_Selected text_:
☆ ☆ ☆ ☆ ☆ ☆ ☆

Secret Stash
Musician Pat Visel makes the best albums (almost) no one’s heard
Balboa Island is kind of a weird place. It has something like a three-block-long main drag and pricey homes, and its claims to fame are Balboa ice-cream bars, frozen bananas and a couple of ferries.
Patrick Visel has lived there all of his 35 years.
“I’m from right here,” he says, gesturing around his backhouse room. “I was pretty much brought to this room right after I was born,” he explains with a leisurely smile.
The room is attached to a main house, owned by Visel’s father, who resides in a second-story apartment a few steps away from Patrick’s bedroom door. Books are scattered around the room; among them are The Old Man and the Sea, Ishi: Last of his Tribe, The Complete Short Stories of Ernest Hemingway, a Bob Marley biography and a book by Billy Graham called Angels: God’s Secret Agents.
Visel has a low voice, and he speaks slowly and deliberately. He’s got gentle hazel eyes, a brown mop of hair, and towers at six-foot-three in Reef flip-flops and a sensible T-shirt with a screen-printed surfboard motif. He’s got a kindhearted, Tim Robbins-like vibe going on, giving you the feeling he’s just a nice guy.
Visel first met drummer James Fletcher (later of Smile, Satisfaction and Matt Costa) in his church youth group, “when my mom used to make me go to church in junior high.”

☆ ☆ ☆ ☆ ☆ ☆ ☆

_Exercise tasks_:
1. From the listing below, extract every line that contains the word "shoots".
2. Resume the profile of musician Pat Visel after its final sentence, continuing in the same style.

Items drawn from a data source

☆ ☆ ☆ ☆ ☆ ☆ ☆

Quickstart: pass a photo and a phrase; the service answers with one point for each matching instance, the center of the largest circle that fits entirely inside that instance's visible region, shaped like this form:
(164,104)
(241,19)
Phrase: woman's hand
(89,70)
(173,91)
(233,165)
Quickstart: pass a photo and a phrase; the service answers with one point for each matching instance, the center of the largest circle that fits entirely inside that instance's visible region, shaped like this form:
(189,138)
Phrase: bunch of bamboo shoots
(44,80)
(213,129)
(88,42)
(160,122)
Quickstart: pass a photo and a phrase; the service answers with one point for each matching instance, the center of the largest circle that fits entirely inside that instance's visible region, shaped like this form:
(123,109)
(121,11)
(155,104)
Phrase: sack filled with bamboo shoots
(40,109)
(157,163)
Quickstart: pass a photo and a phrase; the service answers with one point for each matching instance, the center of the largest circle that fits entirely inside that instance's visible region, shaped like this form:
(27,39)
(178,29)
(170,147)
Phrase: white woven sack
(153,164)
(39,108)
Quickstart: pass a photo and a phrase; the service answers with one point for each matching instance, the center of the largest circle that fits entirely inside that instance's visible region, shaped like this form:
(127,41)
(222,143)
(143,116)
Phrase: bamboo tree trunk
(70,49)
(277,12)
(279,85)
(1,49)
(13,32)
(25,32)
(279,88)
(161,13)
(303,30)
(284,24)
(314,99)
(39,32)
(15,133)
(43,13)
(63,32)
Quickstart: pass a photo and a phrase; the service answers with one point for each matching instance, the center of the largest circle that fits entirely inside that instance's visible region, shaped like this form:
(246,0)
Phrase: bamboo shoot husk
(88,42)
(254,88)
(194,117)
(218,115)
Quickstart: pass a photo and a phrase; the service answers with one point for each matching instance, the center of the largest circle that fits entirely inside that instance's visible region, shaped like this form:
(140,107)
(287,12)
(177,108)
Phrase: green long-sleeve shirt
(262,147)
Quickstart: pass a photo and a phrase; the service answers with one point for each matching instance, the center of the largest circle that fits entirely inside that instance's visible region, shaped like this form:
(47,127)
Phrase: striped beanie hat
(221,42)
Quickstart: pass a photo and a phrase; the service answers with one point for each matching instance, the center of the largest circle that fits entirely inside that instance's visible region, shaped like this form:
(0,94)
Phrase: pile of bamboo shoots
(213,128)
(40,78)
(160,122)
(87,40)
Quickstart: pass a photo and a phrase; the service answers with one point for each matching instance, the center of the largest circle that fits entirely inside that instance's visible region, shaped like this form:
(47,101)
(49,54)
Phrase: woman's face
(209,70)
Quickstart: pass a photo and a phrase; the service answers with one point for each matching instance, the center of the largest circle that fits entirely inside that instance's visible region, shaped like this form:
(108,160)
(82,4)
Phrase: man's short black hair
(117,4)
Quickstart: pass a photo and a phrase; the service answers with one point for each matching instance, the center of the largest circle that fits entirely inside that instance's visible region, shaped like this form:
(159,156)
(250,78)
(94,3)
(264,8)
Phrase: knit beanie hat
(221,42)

☆ ☆ ☆ ☆ ☆ ☆ ☆

_Answers to the tasks_:
1.
Phrase: bunch of bamboo shoots
Phrase: sack filled with bamboo shoots
Phrase: pile of bamboo shoots

2.
Fletcher had introduced Visel to Piers Brown when Visel was a 20-year-old at UC Irvine studying classical guitar and medieval history. The three eventually started jamming together, forming the psychedelic outfit Film Star in 1994. “I was anxious. It seemed like it would be fun,” Visel says. “I just wanted to play music. And it was something new to me.”
Film Star put out two albums, built a fan base, acquired some sort-of groupies, garnered tons of local attention, and even made their way onto some sizeable bills, opening for Blue Album-era Weezer. But in 1996, Visel left Film Star after he, admittedly, began exhibiting some obnoxious behavior. “I was drinking, getting drunk. I was trying to be punk, you know?” he asks. “So I’d be on the floor . . . all . . . trying to act punk,” he says with a deep laugh.
But it’s what Visel did after Film Star that’s really notable and actually, pretty odd. In the past 10 years, he has recorded six full-length albums, the last three in consecutive years from 2005 through 2007.
Odder still? He’s done nothing with them.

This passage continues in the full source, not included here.